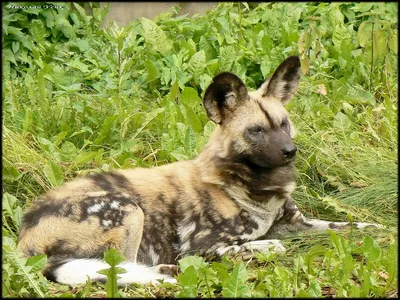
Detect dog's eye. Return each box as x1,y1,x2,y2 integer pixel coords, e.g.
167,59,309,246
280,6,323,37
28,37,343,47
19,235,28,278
249,126,264,134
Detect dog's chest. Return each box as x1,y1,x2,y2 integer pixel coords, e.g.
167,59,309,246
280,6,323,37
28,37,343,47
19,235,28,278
177,195,286,253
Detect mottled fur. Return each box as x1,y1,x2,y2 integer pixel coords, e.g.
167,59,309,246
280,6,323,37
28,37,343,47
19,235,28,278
18,56,380,284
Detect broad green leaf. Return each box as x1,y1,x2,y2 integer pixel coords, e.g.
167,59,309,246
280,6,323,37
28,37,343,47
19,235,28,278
74,151,97,166
363,236,381,261
222,261,251,298
104,248,125,267
55,18,76,39
130,107,165,139
140,17,172,54
98,248,127,298
2,193,17,216
178,256,208,272
43,161,64,187
25,254,47,272
176,266,197,298
144,60,160,81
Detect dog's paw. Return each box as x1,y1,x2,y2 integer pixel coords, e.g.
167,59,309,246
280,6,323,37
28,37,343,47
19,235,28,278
353,222,385,229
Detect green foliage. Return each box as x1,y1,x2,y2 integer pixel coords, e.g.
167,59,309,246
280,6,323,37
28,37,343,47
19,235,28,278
2,2,398,297
175,237,397,298
98,248,126,298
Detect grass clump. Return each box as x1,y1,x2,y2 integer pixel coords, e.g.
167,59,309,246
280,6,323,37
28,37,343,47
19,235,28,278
2,2,398,297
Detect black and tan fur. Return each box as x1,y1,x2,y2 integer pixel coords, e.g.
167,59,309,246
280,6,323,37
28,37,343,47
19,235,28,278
18,56,378,284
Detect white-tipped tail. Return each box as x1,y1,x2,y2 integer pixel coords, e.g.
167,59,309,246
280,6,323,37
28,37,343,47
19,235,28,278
52,259,176,285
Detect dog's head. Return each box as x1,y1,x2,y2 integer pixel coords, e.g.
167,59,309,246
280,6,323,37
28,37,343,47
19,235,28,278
204,56,300,168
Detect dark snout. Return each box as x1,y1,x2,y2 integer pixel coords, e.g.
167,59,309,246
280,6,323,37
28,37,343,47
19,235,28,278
281,144,297,159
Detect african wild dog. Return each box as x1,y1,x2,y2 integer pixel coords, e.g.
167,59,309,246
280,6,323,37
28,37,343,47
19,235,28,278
18,56,378,284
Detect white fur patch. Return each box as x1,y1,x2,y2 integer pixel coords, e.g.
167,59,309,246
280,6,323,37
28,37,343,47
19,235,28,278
178,222,196,242
54,259,174,285
240,211,278,240
149,245,160,265
87,203,103,214
110,200,119,209
284,182,296,194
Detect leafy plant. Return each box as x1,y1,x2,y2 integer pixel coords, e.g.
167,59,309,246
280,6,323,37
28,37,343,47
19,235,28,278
98,248,126,298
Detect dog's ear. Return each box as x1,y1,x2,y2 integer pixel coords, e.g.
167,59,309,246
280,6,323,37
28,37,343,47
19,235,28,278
261,56,301,105
203,72,249,124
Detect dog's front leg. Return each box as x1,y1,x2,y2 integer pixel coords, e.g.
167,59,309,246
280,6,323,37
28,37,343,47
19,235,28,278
264,199,384,238
208,240,286,259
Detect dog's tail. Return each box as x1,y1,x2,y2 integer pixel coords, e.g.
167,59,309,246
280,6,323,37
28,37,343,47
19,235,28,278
43,257,176,285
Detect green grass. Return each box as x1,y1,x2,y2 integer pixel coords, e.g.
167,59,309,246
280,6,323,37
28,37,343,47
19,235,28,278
2,3,398,297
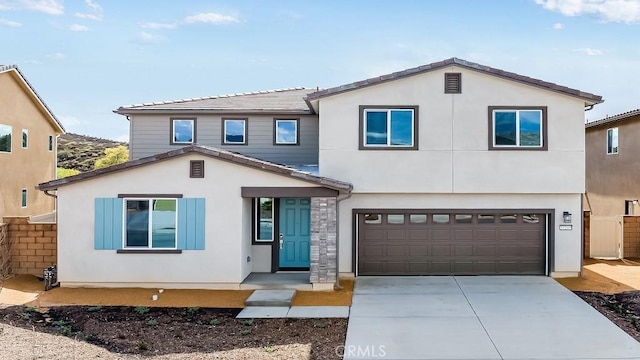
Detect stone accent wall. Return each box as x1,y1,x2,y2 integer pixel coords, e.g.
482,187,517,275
622,216,640,258
582,211,591,258
3,217,58,277
309,197,338,284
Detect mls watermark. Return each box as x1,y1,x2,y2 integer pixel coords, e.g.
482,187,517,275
336,345,387,359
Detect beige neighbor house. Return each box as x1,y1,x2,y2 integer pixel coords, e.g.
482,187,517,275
0,65,64,219
585,109,640,258
40,58,602,289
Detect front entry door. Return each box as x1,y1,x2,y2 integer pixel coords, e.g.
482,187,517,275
278,198,311,269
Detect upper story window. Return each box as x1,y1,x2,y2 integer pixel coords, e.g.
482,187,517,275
607,128,618,154
0,124,12,153
489,106,547,150
222,119,247,145
124,199,178,249
273,119,300,145
360,106,418,150
171,118,196,145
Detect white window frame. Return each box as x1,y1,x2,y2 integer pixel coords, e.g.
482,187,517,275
607,127,620,155
273,119,300,145
20,129,29,149
0,124,13,154
222,119,247,145
491,109,545,149
122,197,180,250
362,108,416,148
20,188,29,209
171,118,196,145
253,197,276,243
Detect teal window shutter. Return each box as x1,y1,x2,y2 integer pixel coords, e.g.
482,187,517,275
178,198,205,250
94,198,124,250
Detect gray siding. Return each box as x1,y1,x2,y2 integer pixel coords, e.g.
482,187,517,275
129,114,318,165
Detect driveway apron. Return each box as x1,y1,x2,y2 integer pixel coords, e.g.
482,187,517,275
340,276,640,360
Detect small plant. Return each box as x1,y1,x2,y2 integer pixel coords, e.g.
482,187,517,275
62,326,73,336
138,340,149,351
187,306,200,316
313,321,327,329
51,319,67,327
133,306,149,315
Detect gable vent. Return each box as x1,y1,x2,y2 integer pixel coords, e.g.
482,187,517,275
189,160,204,178
444,73,462,94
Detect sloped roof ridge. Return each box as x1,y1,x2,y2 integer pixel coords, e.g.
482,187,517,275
120,86,307,109
585,109,640,128
306,57,602,103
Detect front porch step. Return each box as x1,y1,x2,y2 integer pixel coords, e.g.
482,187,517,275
244,290,296,307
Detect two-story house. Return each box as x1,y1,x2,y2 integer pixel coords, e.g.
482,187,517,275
40,58,602,289
0,65,64,220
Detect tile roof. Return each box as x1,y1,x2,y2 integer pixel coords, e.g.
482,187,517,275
584,109,640,129
307,57,603,104
114,87,317,115
37,145,353,192
0,65,65,133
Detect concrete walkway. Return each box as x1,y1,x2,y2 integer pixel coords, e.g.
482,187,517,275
344,276,640,360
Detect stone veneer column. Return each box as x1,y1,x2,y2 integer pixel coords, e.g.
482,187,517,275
309,197,338,284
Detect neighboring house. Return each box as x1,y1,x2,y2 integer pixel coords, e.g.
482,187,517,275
40,58,602,289
585,109,640,258
0,65,64,219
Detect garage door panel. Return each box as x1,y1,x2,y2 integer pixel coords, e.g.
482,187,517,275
357,210,546,275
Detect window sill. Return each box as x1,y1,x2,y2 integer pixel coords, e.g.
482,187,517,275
116,249,182,254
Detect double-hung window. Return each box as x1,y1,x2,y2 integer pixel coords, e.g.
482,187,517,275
171,118,196,145
124,199,178,249
0,124,12,153
489,107,547,150
607,128,618,155
360,106,418,150
222,119,247,145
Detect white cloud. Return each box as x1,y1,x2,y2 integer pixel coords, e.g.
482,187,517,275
47,52,67,60
0,19,22,27
535,0,640,23
571,48,604,56
184,13,240,25
69,24,90,31
74,0,102,21
139,22,178,30
20,0,64,15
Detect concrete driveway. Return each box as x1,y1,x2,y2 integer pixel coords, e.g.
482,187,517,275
344,276,640,359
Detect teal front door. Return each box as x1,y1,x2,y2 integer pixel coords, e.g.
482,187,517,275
278,198,311,269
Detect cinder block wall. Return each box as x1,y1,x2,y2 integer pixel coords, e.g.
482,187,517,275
3,217,58,277
622,216,640,258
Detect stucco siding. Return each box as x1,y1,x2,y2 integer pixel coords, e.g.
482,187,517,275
586,117,640,216
319,66,585,193
53,155,324,288
338,194,582,276
130,114,318,165
0,72,57,216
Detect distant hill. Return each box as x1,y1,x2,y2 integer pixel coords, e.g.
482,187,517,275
58,133,127,171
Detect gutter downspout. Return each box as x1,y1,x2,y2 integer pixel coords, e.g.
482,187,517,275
333,192,351,290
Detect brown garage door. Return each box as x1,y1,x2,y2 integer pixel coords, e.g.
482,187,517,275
357,210,546,275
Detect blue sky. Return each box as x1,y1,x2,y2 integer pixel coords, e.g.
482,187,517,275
0,0,640,140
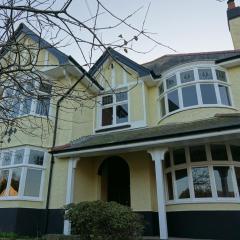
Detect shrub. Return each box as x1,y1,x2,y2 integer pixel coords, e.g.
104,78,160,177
65,201,144,240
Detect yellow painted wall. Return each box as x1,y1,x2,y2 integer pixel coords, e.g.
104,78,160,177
71,152,156,211
229,17,240,49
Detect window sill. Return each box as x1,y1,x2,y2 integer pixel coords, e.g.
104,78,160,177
95,124,131,133
0,197,43,202
166,197,240,206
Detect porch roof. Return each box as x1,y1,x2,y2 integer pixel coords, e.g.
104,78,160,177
51,114,240,154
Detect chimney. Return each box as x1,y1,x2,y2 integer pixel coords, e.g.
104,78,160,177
227,0,236,10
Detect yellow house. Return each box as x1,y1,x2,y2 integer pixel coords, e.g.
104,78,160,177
0,0,240,239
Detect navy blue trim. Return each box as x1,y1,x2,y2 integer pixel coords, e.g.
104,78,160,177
89,47,151,77
215,54,240,64
69,56,104,90
227,7,240,20
15,23,68,65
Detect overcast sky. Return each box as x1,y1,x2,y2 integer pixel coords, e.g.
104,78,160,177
62,0,240,63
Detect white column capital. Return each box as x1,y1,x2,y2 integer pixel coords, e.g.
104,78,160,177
148,148,168,161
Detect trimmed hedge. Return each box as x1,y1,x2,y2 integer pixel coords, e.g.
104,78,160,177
65,201,144,240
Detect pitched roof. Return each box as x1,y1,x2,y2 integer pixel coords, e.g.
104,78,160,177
0,23,103,90
2,23,68,65
52,115,240,153
143,50,240,75
89,47,150,77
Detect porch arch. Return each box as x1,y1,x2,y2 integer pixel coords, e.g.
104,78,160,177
98,156,130,206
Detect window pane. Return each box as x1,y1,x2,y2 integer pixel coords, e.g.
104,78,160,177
0,170,9,197
116,104,128,123
167,173,173,200
12,96,21,117
175,169,190,199
21,97,32,115
102,107,113,126
211,144,228,161
116,92,128,102
9,168,22,196
39,83,52,94
173,148,186,165
2,152,12,166
102,95,113,105
192,167,212,198
28,150,44,166
218,85,231,106
230,145,240,162
235,167,240,194
189,146,207,162
216,70,227,82
164,152,171,168
159,83,164,95
166,75,177,89
24,169,42,197
200,84,217,104
213,167,234,197
198,68,213,80
160,97,166,117
182,86,198,107
167,90,179,112
180,70,194,83
36,96,50,116
14,149,24,164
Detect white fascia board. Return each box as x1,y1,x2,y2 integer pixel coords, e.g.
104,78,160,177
54,129,240,158
217,59,240,68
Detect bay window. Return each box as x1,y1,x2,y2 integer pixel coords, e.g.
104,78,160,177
0,148,46,200
159,66,231,117
164,143,240,203
100,91,129,127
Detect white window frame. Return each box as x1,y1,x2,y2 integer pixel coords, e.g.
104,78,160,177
95,88,130,131
157,64,235,119
0,147,49,201
164,143,240,205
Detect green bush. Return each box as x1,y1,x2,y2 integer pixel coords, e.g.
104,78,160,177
65,201,144,240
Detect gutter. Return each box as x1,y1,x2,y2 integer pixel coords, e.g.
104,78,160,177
44,72,86,234
52,125,240,158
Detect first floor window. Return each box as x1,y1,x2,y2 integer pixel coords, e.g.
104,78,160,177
192,167,212,198
101,91,129,127
0,148,46,199
182,86,198,107
213,167,234,197
159,66,232,117
168,90,180,112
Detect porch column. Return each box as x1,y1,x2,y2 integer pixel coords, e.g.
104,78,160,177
148,148,168,240
63,159,79,235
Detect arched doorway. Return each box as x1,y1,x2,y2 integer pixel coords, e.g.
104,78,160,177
98,157,130,206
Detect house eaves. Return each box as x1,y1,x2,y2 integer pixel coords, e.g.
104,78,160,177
89,47,151,77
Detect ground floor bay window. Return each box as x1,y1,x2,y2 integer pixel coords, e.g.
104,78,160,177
0,147,46,200
164,144,240,203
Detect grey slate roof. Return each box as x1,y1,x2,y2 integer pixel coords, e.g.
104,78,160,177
143,50,240,75
52,115,240,153
89,47,150,77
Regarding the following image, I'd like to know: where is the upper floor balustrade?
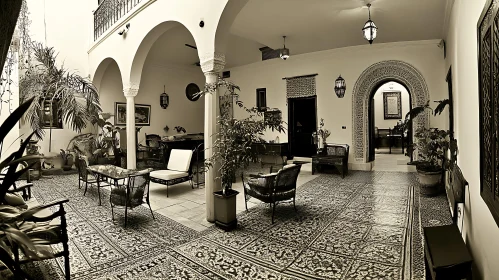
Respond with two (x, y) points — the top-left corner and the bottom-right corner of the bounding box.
(94, 0), (144, 41)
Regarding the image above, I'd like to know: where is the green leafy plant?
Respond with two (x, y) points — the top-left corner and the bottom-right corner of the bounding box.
(317, 118), (331, 143)
(402, 99), (458, 171)
(93, 113), (121, 160)
(19, 43), (102, 147)
(200, 78), (285, 195)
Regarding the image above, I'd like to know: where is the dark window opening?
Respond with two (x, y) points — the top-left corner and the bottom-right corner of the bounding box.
(40, 99), (62, 128)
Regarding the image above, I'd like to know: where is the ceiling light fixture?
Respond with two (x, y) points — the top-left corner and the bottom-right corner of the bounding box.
(281, 36), (289, 60)
(362, 3), (378, 44)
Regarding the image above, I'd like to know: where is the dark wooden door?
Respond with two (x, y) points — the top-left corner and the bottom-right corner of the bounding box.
(288, 96), (317, 157)
(478, 0), (499, 225)
(368, 98), (376, 161)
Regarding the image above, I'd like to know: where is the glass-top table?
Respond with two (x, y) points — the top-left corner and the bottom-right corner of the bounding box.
(88, 164), (152, 205)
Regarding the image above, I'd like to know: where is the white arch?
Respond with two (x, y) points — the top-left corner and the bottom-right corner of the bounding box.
(352, 60), (430, 162)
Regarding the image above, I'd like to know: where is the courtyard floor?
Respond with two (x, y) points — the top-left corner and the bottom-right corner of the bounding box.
(11, 161), (450, 279)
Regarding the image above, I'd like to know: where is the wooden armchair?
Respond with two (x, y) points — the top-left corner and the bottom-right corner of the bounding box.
(0, 175), (71, 279)
(241, 164), (301, 223)
(312, 143), (350, 178)
(109, 169), (154, 227)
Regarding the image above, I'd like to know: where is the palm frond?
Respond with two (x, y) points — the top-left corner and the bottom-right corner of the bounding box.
(20, 43), (102, 138)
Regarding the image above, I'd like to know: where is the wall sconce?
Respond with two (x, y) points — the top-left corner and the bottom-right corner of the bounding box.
(334, 75), (347, 98)
(159, 86), (170, 109)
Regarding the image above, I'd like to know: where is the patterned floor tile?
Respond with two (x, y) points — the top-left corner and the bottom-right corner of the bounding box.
(203, 228), (258, 250)
(356, 242), (404, 266)
(312, 232), (363, 257)
(176, 240), (299, 280)
(345, 260), (402, 280)
(365, 225), (405, 246)
(241, 237), (302, 269)
(289, 249), (352, 279)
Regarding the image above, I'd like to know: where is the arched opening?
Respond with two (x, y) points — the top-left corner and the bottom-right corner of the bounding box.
(92, 58), (127, 165)
(352, 60), (429, 163)
(368, 79), (412, 170)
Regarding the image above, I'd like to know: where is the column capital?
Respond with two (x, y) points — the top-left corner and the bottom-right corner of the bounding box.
(200, 53), (225, 73)
(123, 83), (139, 97)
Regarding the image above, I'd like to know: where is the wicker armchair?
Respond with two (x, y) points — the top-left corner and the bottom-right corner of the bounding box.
(109, 169), (154, 227)
(312, 144), (350, 178)
(241, 164), (301, 223)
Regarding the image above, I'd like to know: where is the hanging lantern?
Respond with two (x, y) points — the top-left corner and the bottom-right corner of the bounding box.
(334, 75), (347, 98)
(279, 36), (289, 60)
(159, 86), (170, 109)
(362, 3), (378, 44)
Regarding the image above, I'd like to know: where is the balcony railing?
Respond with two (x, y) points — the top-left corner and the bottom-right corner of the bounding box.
(94, 0), (142, 41)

### Given problem:
Can you render everything from the start of the items through the line containing "249,126,264,134" as a JSON list of strings, one string per line, with blank lines and the pictures left out?

### Task result:
[
  "Detect dog's eye. Return each box as x1,y1,x2,y2 integer pixel coords, e.g.",
  "167,59,309,246",
  "280,6,323,37",
  "28,37,343,47",
  "19,235,28,278",
  "249,126,264,134"
]